* Exercise aim *
Would you return all of this data exactly, leaving nothing out?

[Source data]
_ _ _
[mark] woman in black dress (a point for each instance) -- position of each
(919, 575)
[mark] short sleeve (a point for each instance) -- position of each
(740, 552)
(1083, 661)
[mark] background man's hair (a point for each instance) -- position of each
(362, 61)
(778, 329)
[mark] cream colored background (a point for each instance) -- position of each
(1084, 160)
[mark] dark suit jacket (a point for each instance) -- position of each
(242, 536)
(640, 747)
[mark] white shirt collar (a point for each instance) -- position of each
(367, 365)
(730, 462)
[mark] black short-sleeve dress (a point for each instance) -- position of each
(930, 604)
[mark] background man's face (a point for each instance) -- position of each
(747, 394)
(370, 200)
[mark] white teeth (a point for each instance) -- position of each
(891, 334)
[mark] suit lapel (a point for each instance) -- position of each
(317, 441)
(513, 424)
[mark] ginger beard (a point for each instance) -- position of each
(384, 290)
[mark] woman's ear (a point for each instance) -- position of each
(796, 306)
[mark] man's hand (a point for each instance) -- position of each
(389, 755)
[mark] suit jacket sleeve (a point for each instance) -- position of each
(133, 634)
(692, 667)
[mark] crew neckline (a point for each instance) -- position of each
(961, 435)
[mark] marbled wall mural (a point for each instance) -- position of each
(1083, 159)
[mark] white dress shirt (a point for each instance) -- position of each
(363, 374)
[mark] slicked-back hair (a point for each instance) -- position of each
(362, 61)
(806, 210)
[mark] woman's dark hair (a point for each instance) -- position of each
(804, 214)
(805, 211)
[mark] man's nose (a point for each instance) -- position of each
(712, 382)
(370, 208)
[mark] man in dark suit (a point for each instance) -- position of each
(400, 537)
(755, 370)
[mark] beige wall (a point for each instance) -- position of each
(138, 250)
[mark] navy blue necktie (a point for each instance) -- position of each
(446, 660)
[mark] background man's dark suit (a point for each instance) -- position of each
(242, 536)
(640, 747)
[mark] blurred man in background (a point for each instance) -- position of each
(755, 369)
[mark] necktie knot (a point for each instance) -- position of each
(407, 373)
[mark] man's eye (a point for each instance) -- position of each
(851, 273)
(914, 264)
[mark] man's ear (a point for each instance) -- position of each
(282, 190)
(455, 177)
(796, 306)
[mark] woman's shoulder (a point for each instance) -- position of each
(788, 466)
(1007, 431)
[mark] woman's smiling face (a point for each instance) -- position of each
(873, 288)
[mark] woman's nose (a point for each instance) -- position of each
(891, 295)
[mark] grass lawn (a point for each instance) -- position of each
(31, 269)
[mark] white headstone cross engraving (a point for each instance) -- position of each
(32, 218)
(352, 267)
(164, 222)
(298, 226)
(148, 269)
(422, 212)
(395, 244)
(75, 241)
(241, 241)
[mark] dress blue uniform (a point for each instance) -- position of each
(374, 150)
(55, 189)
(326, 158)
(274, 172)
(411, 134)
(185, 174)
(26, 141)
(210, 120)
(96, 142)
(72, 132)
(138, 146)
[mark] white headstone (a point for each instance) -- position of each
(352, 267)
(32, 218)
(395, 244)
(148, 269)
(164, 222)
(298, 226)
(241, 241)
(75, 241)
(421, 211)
_ _ _
* Result of this task *
[mark] woman in black dress (a point for each instance) -- position of each
(919, 575)
[mark] short sleeve (a point for each instance) -- position of each
(740, 552)
(1083, 661)
[mark] background man's hair (a point for each instance) -- position of each
(362, 61)
(778, 329)
[mark] cream colored background (a point for each instance) -- position of each
(1084, 160)
[mark] dark suit jacket (a point for each instance) -- position of each
(242, 536)
(640, 747)
[mark] white shirt collar (a point for each instance) -- position of each
(367, 365)
(730, 462)
[mark] black short-sleeve dress (a point for each instance) -- position of each
(930, 604)
[mark] background man's face (a point for each instance) -- position of each
(747, 394)
(370, 200)
[mark] white teeth (a point for each instance) -- position of each
(891, 334)
[mark] suit lapel (a point for each instance) -- position of each
(317, 441)
(513, 424)
[mark] ginger beard (a point for each instance) -- position of each
(384, 290)
[mark] woman's ear (a point for each instance) -- position of each
(796, 306)
[mark] man's hand (a point for each instance) -- position of each
(389, 755)
[mark] suit jacket sleeve (a point for each instance) -- position of each
(133, 634)
(692, 667)
[mark] crew neckline (a point for each instance) -- position of each
(961, 435)
[mark] marbled wall mural (a point for each instance) -- position of each
(1083, 159)
[mark] white dress shirt (a point for each instance) -- position of each
(363, 374)
[mark] slicked-back hair (a point for each instance) -- position of each
(362, 61)
(806, 210)
[mark] woman's dark hair (a point for each instance) -- position of each
(804, 214)
(805, 211)
[mark] man's nose (a point for each instance) -- position of each
(712, 382)
(370, 208)
[mark] man in dark suit (a point for each instance) -- position of each
(400, 537)
(755, 370)
[mark] beige wall (a point for each instance) -- position of each
(138, 250)
[mark] navy blue necktie (a point for each instance) -- position of each
(446, 660)
[mark] background man's dark suit (a point for each instance) -- position of each
(242, 536)
(640, 747)
[mark] blurred man in background (a point for each instance) -- position of each
(755, 369)
[mark] necktie knot (a point for each instance) -- position of each
(407, 373)
[mark] man's eye (a point for each instance) -- position of each
(851, 273)
(914, 264)
[mark] man's ear (a point for each instance) -- position of each
(282, 190)
(455, 177)
(796, 306)
[mark] woman's shoulder (a point for each instance) -- position of each
(788, 466)
(1007, 431)
[mark] woman's smiling face (a point for each instance) -- position of each
(873, 288)
[mark] woman's nose (a point for each instance) -- position of each
(891, 295)
[mark] grass lawn (a point for each instance) -- position of each
(31, 269)
[mark] white headstone cross engraving (a point for each instance) -- position of each
(32, 218)
(352, 267)
(164, 222)
(298, 226)
(148, 269)
(422, 212)
(395, 244)
(75, 241)
(241, 241)
[mark] dress blue uniform (a point for each instance) -- position of each
(374, 150)
(55, 189)
(326, 158)
(274, 172)
(411, 134)
(185, 174)
(26, 141)
(210, 120)
(96, 142)
(72, 132)
(138, 146)
[mark] white headstone (a point for each instance) -- position of each
(352, 267)
(32, 218)
(395, 244)
(148, 269)
(164, 222)
(298, 226)
(241, 241)
(75, 241)
(421, 211)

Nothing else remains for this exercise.